*Written task*.
Quote the remoteproc thread below from "In function rproc_crash_handler_work(), a" up to and including "had understood this.".

Right, semantically "rproc->autonomous" would apply quite well.
In function rproc_crash_handler_work(), a call to rproc_set_sync_flag() has been
strategically placed to set the value of rproc->autonomous based on
"after_crash". From there the core knows which rproc_ops to use. Here too we
have to rely on the rproc_ops provided by the platform to do the right thing
based on the scenario to enact.
>
> > These flags are there to indicate how to set rproc::sync_with_rproc after
> > different events, that is when the remoteproc core boots, when the remoteproc
> > has been stopped or when it has crashed.
> >
>
> Right, that was clear from your patches. Sorry that my reply didn't
> convey the information that I had understood this.
>
> > >
> > > > +};
> > > > +
> > > > /**
> > > > * struct rproc_ops - platform-specific device handlers
> > > > * @start: power on the device and boot it
> > > > @@ -459,6 +476,9 @@ struct rproc_dump_segment {
> > > > * @firmware: name of firmware file to be loaded
> > > > * @priv: private data which belongs to the platform-specific rproc module
> > > > * @ops: platform-specific start/stop rproc handlers
> > > > + * @sync_ops: platform-specific start/stop rproc handlers when
> > > > + * synchronising with a remote processor.
> > > > + * @sync_flags: Determine the rproc_ops to choose in specific states.
> > > > * @dev: virtual device for refcounting and common remoteproc behavior
> > > > * @power: refcount of users who need this rproc powered up
> > > > * @state: state of the device
> > > > @@ -482,6 +502,7 @@ struct rproc_dump_segment {
> > > > * @table_sz: size of @cached_table
> > > > * @has_iommu: flag to indicate if remote processor is behind an MMU
> > > > * @auto_boot: flag to indicate if remote processor should be auto-started
> > > > + * @sync_with_rproc: true if currently synchronising with the rproc
> > > > * @dump_segments: list of segments in the firmware
> > > > * @nb_vdev: number of vdev currently handled by rproc
> > > > */
> > > > @@ -492,6 +513,8 @@ struct rproc {
> > > > const char *firmware;
> > > > void *priv;
> > > > struct rproc_ops *ops;
> > > > + struct rproc_ops *sync_ops;
> > >
> > > Do we really need two rproc_ops, given that both are coming from the
> > > platform driver and the sync_flags will define which one to look at?

*Dataset records*.
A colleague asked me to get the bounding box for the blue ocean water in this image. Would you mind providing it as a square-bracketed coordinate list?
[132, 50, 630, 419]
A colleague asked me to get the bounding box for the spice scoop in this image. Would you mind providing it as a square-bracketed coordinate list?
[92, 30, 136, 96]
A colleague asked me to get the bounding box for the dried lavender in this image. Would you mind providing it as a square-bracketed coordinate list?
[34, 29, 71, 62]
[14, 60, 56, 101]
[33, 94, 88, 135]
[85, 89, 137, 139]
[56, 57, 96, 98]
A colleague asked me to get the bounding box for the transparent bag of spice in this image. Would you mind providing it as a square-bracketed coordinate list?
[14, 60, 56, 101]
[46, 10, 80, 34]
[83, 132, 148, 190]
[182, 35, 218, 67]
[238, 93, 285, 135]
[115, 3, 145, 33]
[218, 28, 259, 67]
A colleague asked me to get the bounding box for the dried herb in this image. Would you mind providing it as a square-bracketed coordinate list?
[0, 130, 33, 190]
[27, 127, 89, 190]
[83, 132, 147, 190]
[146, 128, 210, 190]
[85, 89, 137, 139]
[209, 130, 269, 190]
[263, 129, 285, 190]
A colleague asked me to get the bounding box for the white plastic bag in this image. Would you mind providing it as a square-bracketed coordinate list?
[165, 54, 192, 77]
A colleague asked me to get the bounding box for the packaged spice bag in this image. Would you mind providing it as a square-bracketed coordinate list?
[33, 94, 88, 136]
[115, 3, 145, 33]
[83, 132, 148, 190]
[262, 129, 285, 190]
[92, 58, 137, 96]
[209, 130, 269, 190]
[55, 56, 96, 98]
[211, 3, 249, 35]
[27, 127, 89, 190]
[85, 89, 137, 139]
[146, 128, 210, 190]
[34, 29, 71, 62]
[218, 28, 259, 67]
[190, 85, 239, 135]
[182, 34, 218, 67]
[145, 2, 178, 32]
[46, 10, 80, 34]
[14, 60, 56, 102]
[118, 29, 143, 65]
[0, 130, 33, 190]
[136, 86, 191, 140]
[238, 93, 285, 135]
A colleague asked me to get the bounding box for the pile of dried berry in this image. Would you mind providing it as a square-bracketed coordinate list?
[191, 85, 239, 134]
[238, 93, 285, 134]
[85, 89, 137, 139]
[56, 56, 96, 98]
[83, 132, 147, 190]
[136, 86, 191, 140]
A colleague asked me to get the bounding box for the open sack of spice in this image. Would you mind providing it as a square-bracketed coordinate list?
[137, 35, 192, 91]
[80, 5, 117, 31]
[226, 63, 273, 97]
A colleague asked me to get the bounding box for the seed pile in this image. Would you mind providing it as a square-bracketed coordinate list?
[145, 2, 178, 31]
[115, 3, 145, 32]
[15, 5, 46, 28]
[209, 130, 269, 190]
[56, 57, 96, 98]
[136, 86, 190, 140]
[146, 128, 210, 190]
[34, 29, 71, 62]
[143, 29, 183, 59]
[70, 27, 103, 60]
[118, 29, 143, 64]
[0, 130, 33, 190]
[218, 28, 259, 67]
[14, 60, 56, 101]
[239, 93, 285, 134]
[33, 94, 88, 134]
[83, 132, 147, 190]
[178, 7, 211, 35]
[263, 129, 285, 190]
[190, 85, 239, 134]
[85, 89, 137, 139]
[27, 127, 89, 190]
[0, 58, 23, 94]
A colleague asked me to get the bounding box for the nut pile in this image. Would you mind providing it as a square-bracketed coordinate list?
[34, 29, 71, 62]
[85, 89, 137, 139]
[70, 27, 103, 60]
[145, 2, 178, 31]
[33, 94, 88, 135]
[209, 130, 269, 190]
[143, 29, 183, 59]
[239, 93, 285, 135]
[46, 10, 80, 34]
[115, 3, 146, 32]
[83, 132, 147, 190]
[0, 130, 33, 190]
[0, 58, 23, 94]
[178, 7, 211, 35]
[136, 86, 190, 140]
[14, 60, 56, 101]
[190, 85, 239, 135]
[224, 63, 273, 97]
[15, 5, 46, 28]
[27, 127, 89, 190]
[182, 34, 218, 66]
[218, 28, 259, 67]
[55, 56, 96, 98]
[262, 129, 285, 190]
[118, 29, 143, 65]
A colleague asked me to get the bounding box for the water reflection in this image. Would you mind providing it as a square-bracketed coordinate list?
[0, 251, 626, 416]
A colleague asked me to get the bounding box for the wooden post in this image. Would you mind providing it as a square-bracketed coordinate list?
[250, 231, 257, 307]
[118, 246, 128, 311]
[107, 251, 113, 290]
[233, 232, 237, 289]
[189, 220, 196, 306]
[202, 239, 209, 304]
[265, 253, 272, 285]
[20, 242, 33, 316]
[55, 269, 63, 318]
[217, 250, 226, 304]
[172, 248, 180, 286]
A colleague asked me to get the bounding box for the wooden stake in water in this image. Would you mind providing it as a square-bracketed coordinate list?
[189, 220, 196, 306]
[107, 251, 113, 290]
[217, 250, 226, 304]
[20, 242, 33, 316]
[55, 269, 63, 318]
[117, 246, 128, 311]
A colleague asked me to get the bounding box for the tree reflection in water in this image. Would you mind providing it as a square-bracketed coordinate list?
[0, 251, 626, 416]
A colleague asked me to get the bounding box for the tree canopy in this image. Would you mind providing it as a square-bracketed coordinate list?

*Correct result*.
In function rproc_crash_handler_work(), a call to rproc_set_sync_flag() has been
strategically placed to set the value of rproc->autonomous based on
"after_crash". From there the core knows which rproc_ops to use. Here too we
have to rely on the rproc_ops provided by the platform to do the right thing
based on the scenario to enact.
>
> > These flags are there to indicate how to set rproc::sync_with_rproc after
> > different events, that is when the remoteproc core boots, when the remoteproc
> > has been stopped or when it has crashed.
> >
>
> Right, that was clear from your patches. Sorry that my reply didn't
> convey the information that I had understood this.